§ REQUIREMENT
Retype the material below word for word, starting at its very first line and ending at the line that contains "left=212, top=448, right=637, bottom=847".
....................
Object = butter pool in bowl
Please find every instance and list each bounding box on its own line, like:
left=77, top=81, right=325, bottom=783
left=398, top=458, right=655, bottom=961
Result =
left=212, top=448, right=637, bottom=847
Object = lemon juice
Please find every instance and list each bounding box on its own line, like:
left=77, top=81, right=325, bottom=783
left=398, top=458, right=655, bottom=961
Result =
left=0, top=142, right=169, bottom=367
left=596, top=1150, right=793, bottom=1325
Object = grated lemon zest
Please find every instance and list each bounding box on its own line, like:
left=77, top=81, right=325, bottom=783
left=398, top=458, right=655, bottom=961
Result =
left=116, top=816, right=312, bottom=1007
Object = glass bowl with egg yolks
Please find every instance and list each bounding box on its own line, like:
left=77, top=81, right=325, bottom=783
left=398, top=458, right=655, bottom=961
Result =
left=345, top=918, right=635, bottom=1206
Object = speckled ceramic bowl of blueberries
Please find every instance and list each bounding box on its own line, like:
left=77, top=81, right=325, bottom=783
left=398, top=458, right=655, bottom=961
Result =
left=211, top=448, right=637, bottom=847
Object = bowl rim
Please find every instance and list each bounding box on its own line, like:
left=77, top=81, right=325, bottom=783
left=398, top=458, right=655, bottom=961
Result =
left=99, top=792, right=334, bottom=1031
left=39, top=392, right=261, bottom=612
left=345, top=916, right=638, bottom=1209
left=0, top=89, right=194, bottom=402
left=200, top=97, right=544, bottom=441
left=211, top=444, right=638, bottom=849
....................
§ THE RESULT
Object = butter pool in bowl
Please find every instance and list each bounding box on its own line, like:
left=77, top=81, right=325, bottom=783
left=398, top=458, right=655, bottom=961
Result =
left=212, top=448, right=637, bottom=847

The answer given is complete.